Stavo bene coi miei amichetti quando ne avevo voglia, ma il momento più bello della giornata era per me dopo pranzo. Dopo aver mangiato avveniva una speciale congiunzione astrale per cui la mia sorellina rimaneva a guardare la televisione, mamma sistemava la cucina e poi si sedeva sul divano per i suoi film del pomeriggio, e papà ancora non era tornato dal lavoro. Era infatti proprio il rumore della sua macchina che si avvicinava al vialetto d’entrata del cortile, a segnare ogni giorno la fine di quello stato di grazia.
Dopo pranzo, con la pancia piena e la cameretta tutta per me, riuscivo ad avere quell’ora di solitudine meravigliosa. Scrivevo racconti sulla mia macchina da scrivere di plastica, giocavo coi Lego, o col Meccano oppure con una specie di Piccolo Elettrotecnico, una serie di piastrine, resistenze, condensatori con cui costruire circuiti temporizzati, LED lampeggianti, sensori di luce, tester di polarità. Appena finito di mangiare, correvo in camera pieno di un’energia creativa incontenibile, fisicamente esplosiva, e cominciavo a costruire cose, a volte a smontare apparecchiature come vecchie radio. Oppure a immaginare come sarebbe stata bella la mia vita quando, una volta adulto, quando avrei potuto disporre liberamente del mio tempo per creare, per dedicarmi alle cose che mi interessavano, libero di prolungare ad libitum quel momento di felicità. Povero illuso.
L’arrivo di mio padre corrispondeva sempre a una sensazione di angoscia terribile, e non perché lui fosse cattivo, per carità, ma perché voleva vedermi sui libri a studiare, e non a “perdere tempo” con le mie sciocchezze. Ti piace scrivere racconti? Bene, allora studia e potrai diventare uno scrittore. Ti diverti a costruire circuiti elettrici, e allora studia, e potrai diventare un ingegnere elettronico e progettare circuiti tutto il giorno. Qualsiasi cosa ti piace, adesso mettila da parte e dedicati a studiare quello che ti richiedono a scuola, poi se ne riparlerà. Fine della storia.

→ **MATERIALE FORNITO**:
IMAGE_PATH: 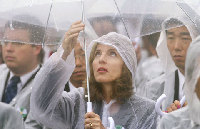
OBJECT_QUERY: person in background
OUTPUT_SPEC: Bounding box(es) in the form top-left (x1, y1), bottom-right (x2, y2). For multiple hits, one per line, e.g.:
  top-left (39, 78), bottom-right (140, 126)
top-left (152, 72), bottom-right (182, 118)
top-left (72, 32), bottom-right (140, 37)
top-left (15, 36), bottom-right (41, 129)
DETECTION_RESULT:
top-left (158, 37), bottom-right (200, 129)
top-left (145, 18), bottom-right (198, 112)
top-left (0, 15), bottom-right (45, 120)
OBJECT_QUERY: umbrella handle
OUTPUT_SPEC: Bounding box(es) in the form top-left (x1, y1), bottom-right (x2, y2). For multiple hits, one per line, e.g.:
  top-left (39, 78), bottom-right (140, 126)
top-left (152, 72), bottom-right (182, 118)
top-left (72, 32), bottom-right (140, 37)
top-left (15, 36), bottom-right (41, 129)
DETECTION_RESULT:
top-left (155, 94), bottom-right (167, 116)
top-left (87, 102), bottom-right (92, 112)
top-left (180, 95), bottom-right (185, 107)
top-left (107, 117), bottom-right (116, 129)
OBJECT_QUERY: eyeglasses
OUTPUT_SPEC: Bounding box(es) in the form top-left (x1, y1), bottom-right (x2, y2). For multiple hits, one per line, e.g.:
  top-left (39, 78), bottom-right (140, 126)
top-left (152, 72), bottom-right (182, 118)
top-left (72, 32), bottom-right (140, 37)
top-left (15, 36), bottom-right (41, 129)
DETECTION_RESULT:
top-left (1, 41), bottom-right (25, 47)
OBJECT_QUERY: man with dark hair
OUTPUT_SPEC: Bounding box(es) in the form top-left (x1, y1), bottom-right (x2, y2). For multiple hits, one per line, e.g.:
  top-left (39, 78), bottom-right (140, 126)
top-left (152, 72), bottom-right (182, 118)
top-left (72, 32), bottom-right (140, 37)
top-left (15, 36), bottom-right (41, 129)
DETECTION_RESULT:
top-left (145, 18), bottom-right (198, 112)
top-left (0, 16), bottom-right (45, 120)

→ **PARTI DELL'ESERCIZIO**:
**1.** Elenca tutte le cose che, secondo il brano, si potevano costruire con la specie di Piccolo Elettrotecnico.
**2.** Ricopia dal brano il passo che va da "Stavo bene coi" a "stato di grazia.", estremi compresi.
L'elenco non ha alcun ruolo in questo esercizio.

→ **RISPOSTE ALLE CONSEGNE**:
**1.**
- circuiti temporizzati
- LED lampeggianti
- sensori di luce
- tester di polarità

**2.**
Stavo bene coi miei amichetti quando ne avevo voglia, ma il momento più bello della giornata era per me dopo pranzo. Dopo aver mangiato avveniva una speciale congiunzione astrale per cui la mia sorellina rimaneva a guardare la televisione, mamma sistemava la cucina e poi si sedeva sul divano per i suoi film del pomeriggio, e papà ancora non era tornato dal lavoro. Era infatti proprio il rumore della sua macchina che si avvicinava al vialetto d’entrata del cortile, a segnare ogni giorno la fine di quello stato di grazia.